Quote the data below in full, please, without altering anything.

» **Material provided**:
^^^^^^^^
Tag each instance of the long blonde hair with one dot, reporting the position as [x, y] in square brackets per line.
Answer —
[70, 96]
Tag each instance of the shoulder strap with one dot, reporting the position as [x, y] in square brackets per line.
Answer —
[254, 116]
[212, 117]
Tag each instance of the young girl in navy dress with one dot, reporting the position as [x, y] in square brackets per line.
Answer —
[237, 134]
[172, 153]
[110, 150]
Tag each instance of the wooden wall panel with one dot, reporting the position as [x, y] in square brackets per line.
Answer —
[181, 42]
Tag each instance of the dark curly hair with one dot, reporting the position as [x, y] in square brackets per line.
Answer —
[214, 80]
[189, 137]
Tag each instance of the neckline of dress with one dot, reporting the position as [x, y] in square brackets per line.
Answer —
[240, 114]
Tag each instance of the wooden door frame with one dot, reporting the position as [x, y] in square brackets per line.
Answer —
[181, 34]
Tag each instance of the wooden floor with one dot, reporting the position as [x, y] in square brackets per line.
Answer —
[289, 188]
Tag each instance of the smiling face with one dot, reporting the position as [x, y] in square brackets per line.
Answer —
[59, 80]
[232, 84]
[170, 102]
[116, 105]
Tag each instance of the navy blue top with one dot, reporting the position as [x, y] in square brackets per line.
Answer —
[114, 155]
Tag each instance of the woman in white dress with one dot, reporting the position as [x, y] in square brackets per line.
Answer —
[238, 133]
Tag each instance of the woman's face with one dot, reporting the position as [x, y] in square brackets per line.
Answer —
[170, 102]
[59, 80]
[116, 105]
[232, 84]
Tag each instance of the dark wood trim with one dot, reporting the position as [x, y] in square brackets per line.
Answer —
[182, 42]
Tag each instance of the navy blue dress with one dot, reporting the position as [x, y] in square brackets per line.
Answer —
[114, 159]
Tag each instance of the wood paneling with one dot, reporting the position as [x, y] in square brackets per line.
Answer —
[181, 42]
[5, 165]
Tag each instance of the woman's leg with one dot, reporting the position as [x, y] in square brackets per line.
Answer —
^^^^^^^^
» **Reply to the exercise**:
Tag each instance of the long blonde hair with one dot, reporting the position as [x, y] in square brackets per line.
Answer —
[70, 96]
Tag each instance of the shoulder strap with one dot, reporting the position as [x, y] in square brackets per line.
Answer —
[254, 116]
[212, 117]
Tag each instance of the young girl in navy dress with one dot, reporting the position as [x, y] in square brackets per line.
Answer —
[237, 134]
[172, 153]
[110, 150]
Tag each instance of the wooden wall panel with one dot, reporting the position as [x, y] in square brackets per line.
Answer —
[181, 42]
Tag each instance of the dark curly hair with one dot, reporting the position as [x, y] in square brackets per line.
Answer —
[214, 80]
[189, 137]
Tag each instance of the neckline of dress with one dot, reporting the position as [x, y] in square brackets per line.
Answer —
[240, 114]
Tag each instance of the wooden door frame with one dot, reporting the position as [x, y] in square brackets per line.
Answer —
[181, 34]
Tag each instance of the wooden floor with one dot, reporting the position as [x, y] in square brackets per line.
Answer —
[289, 188]
Tag each instance of the smiling face with one dot, reporting the position as [x, y] in square brackets per line.
Answer —
[59, 80]
[232, 84]
[170, 102]
[116, 105]
Tag each instance of the navy blue top with one dot, reporting the position as [x, y] in square brackets per line.
Answer —
[114, 155]
Tag each instance of the woman in white dress with one dot, reporting the position as [x, y] in square brackets per line.
Answer —
[238, 133]
Tag each instance of the woman's face with one dot, reporting the position as [x, y] in square brackets per line.
Answer —
[170, 102]
[59, 80]
[116, 105]
[232, 84]
Tag each instance of the dark wood trim with one dot, reporting the position as [x, y] in square brackets per line.
Answer —
[182, 42]
Tag each instance of the navy blue dress with one dot, reporting the position as [x, y] in square brackets per line.
Answer —
[114, 159]
Tag each instance of the wood paneling with one dot, reporting the position as [x, y] in square brackets per line.
Answer —
[181, 42]
[5, 165]
Tag each instance of the woman's leg with one dot, reporting the position as [x, y] in square brackets per line.
Answer —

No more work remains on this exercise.